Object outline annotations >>
+---+

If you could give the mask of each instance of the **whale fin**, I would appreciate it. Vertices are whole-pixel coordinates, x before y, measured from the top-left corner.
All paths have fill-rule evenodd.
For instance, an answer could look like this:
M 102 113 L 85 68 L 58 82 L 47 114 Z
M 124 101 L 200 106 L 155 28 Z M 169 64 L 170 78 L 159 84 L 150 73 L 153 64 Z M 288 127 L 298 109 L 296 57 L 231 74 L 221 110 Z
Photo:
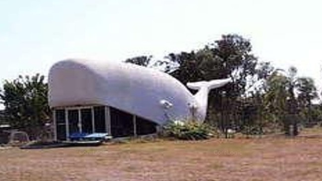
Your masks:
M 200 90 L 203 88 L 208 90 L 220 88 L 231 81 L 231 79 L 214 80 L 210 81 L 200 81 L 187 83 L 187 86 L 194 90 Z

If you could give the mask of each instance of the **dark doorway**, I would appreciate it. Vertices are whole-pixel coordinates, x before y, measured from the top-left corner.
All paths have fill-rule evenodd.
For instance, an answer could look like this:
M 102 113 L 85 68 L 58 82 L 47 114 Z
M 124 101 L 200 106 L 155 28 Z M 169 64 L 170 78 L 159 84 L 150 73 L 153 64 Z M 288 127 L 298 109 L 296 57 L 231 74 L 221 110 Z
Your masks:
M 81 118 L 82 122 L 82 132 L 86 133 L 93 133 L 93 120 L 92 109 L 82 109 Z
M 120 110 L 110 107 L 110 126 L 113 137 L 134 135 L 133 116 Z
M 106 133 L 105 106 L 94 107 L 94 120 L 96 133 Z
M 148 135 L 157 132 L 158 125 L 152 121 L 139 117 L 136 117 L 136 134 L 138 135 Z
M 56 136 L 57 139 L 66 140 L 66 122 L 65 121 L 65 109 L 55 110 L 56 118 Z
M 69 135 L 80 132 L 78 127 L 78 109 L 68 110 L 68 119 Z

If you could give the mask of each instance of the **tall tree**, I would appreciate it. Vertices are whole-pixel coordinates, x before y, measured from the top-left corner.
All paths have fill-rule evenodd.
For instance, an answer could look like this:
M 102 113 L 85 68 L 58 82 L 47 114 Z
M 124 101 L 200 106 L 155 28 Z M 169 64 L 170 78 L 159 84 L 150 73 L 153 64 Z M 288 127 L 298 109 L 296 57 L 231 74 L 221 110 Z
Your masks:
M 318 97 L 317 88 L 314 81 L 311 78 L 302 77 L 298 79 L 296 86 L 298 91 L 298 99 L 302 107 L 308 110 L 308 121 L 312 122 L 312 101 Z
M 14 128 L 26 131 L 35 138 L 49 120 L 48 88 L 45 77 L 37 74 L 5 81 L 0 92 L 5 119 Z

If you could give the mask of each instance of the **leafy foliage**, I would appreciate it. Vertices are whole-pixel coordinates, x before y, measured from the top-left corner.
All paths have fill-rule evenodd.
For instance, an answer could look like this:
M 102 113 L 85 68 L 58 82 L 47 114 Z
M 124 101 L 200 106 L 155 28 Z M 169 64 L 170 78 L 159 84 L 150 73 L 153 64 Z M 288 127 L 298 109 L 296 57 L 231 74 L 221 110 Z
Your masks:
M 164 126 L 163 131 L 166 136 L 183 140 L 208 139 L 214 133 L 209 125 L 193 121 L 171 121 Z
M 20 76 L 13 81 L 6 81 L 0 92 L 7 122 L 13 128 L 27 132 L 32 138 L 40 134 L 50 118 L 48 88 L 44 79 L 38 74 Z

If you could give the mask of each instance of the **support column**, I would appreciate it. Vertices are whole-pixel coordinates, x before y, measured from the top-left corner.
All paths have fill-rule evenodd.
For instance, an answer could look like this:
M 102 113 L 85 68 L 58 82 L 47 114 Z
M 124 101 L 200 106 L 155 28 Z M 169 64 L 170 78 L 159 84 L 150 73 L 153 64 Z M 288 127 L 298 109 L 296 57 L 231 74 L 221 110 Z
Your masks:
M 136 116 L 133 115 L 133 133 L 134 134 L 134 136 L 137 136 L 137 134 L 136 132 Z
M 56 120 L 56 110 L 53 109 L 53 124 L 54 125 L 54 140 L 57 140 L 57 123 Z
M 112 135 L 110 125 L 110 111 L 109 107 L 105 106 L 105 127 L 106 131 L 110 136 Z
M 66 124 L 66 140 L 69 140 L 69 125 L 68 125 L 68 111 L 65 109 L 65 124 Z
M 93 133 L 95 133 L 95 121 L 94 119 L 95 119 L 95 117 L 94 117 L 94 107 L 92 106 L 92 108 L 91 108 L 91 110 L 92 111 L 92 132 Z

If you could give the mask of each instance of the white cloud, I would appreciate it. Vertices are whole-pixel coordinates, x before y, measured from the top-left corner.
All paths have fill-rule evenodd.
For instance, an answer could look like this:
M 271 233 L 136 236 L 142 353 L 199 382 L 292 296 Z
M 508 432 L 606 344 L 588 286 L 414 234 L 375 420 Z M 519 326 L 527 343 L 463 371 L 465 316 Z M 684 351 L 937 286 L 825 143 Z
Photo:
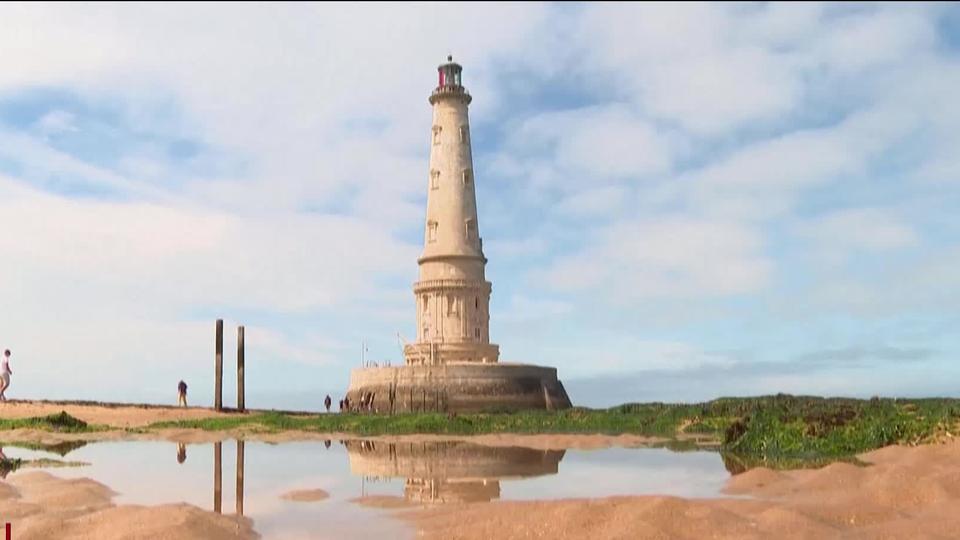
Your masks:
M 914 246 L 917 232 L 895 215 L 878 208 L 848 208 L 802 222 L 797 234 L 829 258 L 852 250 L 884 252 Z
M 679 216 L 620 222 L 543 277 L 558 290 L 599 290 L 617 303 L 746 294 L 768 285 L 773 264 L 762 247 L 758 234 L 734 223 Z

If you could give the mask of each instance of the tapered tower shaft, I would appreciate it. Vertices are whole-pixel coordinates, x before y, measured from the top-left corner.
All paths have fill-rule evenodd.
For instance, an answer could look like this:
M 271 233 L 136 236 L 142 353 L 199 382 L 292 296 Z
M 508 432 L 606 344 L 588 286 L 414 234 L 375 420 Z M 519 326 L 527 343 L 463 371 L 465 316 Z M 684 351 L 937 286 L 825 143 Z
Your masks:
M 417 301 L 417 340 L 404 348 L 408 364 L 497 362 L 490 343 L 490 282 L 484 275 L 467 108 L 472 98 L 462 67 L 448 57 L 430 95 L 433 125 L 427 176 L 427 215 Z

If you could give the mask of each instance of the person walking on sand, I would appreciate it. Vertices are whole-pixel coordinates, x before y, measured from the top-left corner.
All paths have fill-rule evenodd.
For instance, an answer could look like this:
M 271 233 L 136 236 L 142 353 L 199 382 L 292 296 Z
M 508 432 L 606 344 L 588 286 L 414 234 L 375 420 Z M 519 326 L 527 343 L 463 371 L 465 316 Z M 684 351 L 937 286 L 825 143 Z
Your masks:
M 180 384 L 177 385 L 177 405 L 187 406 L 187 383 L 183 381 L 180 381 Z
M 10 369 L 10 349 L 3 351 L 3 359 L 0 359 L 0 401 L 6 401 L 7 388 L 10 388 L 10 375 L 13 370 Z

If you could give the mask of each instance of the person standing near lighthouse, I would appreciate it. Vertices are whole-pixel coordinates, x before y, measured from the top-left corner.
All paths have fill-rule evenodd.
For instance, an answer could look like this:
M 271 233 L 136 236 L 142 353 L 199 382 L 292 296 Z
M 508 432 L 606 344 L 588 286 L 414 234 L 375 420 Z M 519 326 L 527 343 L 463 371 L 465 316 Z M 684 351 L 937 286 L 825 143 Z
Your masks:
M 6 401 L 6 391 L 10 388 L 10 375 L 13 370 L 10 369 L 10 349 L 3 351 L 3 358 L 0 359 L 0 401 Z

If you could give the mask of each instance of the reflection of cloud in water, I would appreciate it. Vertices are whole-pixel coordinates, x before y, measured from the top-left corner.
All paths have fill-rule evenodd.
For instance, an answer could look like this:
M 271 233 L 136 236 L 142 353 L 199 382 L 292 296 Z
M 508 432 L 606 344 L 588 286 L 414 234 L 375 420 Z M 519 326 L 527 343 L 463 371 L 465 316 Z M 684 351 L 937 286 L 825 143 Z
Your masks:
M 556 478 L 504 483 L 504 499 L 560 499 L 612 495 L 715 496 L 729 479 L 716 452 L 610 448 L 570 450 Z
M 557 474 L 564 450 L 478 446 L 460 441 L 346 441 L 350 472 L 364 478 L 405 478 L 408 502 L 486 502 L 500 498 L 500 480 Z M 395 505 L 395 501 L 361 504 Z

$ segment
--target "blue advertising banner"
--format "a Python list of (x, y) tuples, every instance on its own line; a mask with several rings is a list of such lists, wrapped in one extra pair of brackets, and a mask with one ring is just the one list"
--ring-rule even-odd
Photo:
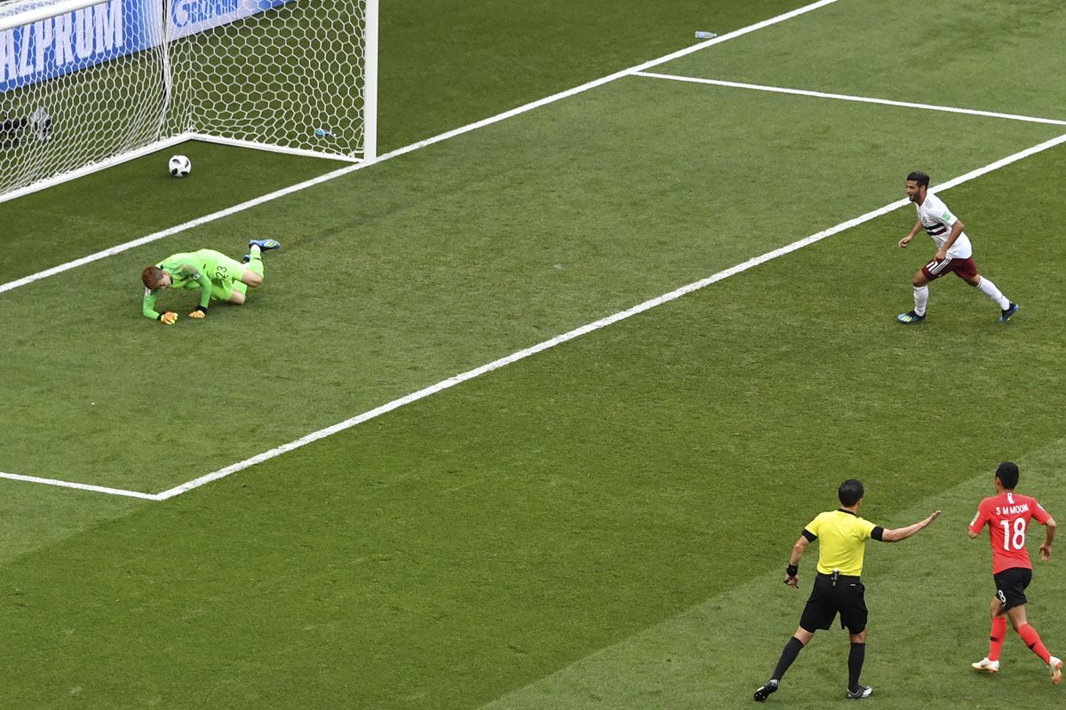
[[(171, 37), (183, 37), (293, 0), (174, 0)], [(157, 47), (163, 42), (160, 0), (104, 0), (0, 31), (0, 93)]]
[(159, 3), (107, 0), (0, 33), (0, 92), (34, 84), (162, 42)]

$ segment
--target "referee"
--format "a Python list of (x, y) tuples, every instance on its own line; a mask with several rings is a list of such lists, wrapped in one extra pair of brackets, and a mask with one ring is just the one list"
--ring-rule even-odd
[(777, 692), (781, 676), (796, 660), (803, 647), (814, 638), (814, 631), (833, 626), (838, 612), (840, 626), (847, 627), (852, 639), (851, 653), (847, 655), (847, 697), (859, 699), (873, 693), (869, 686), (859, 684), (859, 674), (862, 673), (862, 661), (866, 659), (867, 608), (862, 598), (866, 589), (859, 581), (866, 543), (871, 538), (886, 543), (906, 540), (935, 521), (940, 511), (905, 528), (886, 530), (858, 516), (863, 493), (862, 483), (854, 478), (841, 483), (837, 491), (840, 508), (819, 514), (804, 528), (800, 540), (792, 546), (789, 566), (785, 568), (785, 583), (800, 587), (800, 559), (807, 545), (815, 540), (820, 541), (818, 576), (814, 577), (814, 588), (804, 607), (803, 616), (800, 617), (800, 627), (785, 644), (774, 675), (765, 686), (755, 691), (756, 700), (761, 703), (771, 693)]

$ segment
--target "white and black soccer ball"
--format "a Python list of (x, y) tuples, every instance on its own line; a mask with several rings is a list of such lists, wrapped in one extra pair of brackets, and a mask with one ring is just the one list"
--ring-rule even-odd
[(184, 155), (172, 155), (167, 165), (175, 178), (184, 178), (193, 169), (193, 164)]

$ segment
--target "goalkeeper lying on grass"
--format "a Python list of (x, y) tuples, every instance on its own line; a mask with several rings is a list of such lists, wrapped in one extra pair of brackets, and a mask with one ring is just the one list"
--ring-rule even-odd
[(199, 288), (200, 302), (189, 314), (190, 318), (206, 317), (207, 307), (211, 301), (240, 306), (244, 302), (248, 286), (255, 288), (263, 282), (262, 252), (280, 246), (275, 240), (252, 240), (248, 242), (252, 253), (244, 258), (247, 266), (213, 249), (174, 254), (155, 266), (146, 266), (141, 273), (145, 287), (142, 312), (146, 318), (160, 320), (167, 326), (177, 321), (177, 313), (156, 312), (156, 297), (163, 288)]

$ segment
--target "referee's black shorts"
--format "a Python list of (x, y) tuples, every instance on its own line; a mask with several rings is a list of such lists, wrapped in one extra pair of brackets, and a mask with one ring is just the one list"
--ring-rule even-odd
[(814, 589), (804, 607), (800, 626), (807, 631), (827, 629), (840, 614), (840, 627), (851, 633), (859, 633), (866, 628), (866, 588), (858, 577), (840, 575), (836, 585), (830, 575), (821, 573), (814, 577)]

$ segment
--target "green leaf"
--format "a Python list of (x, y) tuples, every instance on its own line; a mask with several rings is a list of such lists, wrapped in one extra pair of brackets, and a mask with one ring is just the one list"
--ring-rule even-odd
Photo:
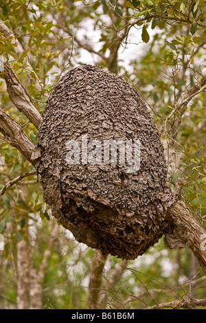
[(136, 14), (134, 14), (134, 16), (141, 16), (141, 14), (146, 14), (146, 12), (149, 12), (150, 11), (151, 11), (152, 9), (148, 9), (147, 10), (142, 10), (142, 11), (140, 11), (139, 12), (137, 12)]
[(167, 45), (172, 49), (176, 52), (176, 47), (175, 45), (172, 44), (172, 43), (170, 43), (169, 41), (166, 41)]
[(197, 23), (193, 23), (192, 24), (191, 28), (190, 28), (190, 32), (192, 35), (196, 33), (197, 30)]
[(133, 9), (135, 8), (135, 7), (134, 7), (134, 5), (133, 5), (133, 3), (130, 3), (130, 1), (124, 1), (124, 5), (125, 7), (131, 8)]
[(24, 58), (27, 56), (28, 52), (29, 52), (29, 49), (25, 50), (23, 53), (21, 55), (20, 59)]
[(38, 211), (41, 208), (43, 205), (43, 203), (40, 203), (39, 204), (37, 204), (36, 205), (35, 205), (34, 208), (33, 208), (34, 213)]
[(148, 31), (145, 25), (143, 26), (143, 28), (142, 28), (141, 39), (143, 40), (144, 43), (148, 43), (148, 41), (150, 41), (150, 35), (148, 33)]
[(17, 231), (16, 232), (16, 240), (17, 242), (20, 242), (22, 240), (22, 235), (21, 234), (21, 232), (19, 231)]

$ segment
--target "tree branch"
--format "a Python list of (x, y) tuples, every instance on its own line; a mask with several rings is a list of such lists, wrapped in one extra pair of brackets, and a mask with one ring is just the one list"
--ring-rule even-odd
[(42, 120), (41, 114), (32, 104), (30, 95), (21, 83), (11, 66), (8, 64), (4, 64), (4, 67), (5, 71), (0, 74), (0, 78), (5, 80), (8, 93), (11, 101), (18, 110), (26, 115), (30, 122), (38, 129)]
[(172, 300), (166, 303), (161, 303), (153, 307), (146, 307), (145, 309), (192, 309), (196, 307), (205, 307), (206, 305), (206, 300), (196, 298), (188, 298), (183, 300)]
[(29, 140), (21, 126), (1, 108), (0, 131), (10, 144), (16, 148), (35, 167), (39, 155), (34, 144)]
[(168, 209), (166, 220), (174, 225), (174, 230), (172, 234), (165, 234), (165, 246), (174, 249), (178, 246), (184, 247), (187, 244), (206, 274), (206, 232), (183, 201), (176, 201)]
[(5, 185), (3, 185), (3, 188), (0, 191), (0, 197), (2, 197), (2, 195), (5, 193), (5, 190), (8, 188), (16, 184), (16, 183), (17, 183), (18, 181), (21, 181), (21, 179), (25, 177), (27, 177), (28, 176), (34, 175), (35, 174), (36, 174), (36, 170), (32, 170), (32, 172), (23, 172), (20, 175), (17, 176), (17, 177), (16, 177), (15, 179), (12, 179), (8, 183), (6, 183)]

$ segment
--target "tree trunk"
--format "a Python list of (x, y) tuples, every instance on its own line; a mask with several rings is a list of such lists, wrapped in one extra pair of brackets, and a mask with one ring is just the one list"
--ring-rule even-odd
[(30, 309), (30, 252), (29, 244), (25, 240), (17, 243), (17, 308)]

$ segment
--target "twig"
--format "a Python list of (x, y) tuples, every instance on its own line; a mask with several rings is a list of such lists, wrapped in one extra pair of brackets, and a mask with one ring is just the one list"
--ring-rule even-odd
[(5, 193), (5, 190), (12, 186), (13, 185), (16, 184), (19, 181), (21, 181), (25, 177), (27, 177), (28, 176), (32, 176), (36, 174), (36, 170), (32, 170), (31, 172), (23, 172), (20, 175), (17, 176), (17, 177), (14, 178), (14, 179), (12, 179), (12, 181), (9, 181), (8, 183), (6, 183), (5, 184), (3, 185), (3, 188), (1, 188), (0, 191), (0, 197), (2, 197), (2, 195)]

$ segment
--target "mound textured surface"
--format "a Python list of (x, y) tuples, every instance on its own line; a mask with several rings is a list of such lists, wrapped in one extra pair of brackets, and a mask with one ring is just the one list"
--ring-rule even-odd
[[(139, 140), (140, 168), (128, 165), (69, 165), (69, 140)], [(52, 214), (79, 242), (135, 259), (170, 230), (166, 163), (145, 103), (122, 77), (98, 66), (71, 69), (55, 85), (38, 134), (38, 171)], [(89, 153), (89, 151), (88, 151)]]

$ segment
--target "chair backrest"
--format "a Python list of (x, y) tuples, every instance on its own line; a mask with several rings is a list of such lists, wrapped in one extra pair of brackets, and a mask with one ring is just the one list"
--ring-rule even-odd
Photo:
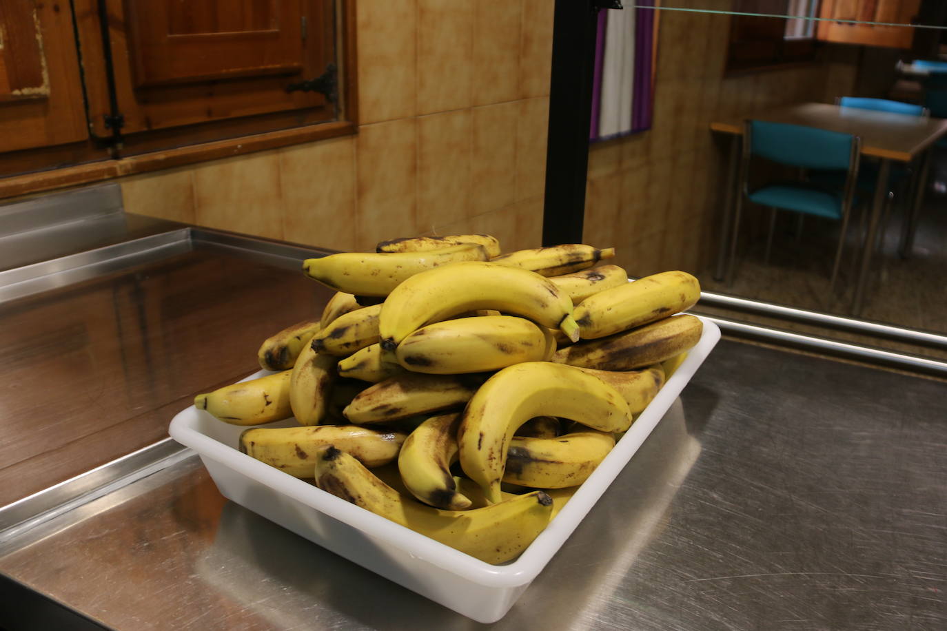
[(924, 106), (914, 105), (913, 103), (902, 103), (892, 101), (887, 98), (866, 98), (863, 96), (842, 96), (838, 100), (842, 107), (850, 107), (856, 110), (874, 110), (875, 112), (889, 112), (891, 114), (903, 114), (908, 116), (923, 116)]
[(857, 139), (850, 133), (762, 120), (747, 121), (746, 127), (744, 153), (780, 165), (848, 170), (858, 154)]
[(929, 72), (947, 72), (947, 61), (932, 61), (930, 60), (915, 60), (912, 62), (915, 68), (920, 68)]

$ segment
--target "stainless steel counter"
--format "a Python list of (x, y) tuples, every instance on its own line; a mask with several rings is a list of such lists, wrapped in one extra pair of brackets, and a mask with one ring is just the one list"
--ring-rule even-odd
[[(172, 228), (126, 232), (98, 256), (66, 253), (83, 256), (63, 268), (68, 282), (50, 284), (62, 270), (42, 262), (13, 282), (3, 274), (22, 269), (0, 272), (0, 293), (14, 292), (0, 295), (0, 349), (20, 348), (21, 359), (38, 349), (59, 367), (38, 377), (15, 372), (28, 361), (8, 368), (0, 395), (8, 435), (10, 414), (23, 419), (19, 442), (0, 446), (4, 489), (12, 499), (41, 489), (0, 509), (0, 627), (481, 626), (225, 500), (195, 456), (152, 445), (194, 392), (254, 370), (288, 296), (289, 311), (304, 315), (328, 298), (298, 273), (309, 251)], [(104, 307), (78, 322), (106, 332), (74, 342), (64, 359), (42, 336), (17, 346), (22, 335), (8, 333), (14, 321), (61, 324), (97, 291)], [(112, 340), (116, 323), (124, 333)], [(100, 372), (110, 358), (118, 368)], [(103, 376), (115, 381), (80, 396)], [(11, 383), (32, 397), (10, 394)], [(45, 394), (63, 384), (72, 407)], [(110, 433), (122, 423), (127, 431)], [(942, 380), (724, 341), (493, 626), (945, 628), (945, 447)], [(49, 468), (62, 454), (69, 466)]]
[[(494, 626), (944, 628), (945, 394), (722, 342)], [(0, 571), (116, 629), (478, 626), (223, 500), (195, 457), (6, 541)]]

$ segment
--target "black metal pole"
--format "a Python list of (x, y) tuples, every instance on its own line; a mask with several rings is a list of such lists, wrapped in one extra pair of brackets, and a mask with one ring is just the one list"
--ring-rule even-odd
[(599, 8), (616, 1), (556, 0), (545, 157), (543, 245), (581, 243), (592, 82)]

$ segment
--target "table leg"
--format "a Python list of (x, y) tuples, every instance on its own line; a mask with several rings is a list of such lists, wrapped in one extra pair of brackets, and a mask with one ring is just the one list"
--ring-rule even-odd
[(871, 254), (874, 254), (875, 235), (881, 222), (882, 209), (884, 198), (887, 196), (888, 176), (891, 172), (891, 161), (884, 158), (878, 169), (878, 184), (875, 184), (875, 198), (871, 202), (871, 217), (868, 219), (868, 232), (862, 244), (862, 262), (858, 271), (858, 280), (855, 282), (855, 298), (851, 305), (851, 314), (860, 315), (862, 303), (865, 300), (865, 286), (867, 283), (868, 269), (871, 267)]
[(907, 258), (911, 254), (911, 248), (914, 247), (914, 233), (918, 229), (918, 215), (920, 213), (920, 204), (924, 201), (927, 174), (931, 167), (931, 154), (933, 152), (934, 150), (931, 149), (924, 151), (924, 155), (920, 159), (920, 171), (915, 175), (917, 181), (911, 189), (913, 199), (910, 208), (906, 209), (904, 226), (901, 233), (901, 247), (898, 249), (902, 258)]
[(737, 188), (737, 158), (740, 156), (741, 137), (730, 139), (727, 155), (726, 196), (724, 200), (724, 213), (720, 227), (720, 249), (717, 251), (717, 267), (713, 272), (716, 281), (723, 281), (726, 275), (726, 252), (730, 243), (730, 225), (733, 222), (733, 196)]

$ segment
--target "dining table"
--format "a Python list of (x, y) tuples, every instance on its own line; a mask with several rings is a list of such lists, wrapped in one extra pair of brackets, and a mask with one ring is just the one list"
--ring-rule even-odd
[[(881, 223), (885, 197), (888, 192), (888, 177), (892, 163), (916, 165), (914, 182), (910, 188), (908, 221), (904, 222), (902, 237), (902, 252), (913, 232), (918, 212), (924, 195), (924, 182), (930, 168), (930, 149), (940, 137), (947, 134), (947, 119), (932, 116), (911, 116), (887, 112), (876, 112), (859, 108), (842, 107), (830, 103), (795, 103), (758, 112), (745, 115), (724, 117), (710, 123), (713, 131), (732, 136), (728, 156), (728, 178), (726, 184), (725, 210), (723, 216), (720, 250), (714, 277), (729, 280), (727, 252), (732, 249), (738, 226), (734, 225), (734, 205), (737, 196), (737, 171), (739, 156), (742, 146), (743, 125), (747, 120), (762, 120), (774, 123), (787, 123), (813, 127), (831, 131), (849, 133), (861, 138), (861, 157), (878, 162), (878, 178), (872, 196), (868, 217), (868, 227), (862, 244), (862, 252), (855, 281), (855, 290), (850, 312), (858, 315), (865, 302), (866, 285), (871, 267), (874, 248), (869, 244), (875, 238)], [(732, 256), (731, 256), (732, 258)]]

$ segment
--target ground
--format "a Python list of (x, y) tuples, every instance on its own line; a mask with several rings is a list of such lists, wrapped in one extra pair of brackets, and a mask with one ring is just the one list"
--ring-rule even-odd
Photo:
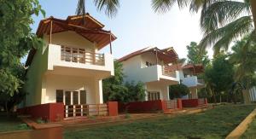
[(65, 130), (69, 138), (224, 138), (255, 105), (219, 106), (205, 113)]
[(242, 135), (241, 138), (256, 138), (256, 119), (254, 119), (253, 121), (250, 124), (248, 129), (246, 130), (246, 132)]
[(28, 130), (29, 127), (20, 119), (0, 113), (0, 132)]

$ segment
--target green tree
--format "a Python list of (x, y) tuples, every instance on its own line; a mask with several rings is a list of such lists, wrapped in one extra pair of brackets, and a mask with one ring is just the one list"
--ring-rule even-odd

+---+

The problem >>
Return the lines that begin with the one containing "of the **leafy" and end with the one containing "M 93 133 L 95", both included, copying each exactly as it appears in the records.

Result of this exercise >>
If you could give the mask of each instance of the **leafy foliage**, I would appreciate it. Vertices are whole-pixel coordinates, x before y, measured from the top-left corner.
All paths have fill-rule evenodd.
For instance, an answer could look like this:
M 102 113 L 85 68 L 58 82 L 47 114 Z
M 124 101 L 200 106 L 155 28 Z M 169 64 L 170 78 L 159 84 L 150 73 L 153 64 Z M 288 127 L 298 109 L 296 57 L 231 74 L 221 110 Z
Your masks:
M 164 126 L 163 131 L 166 136 L 183 140 L 208 139 L 214 133 L 209 125 L 193 121 L 171 121 Z
M 20 76 L 13 81 L 6 81 L 0 92 L 7 122 L 13 128 L 27 132 L 32 138 L 40 134 L 50 118 L 48 88 L 44 79 L 38 74 Z

If you could give the mask of each instance of the **support column**, I would appreciate it. Vertices are whole-pixel coordinates, x before y, measured from the top-left corner.
All paths have fill-rule evenodd.
For instance, an answer could look like this:
M 102 113 L 85 68 L 58 82 L 47 114 Z
M 124 101 L 200 106 L 155 28 Z M 169 64 L 170 78 L 159 84 L 150 73 L 153 64 Z M 288 127 L 298 109 L 296 57 L 231 74 L 221 110 Z
Your masks:
M 136 116 L 133 115 L 133 133 L 134 134 L 134 136 L 137 136 L 137 134 L 136 132 Z
M 56 120 L 56 110 L 53 109 L 53 124 L 54 125 L 54 140 L 57 140 L 57 123 Z
M 112 135 L 110 125 L 110 111 L 109 107 L 105 106 L 105 127 L 106 131 L 110 136 Z
M 66 124 L 66 140 L 69 140 L 69 125 L 68 125 L 68 111 L 65 109 L 65 124 Z
M 93 133 L 95 133 L 95 121 L 94 119 L 95 119 L 95 117 L 94 117 L 94 107 L 92 106 L 92 108 L 91 108 L 91 110 L 92 111 L 92 132 Z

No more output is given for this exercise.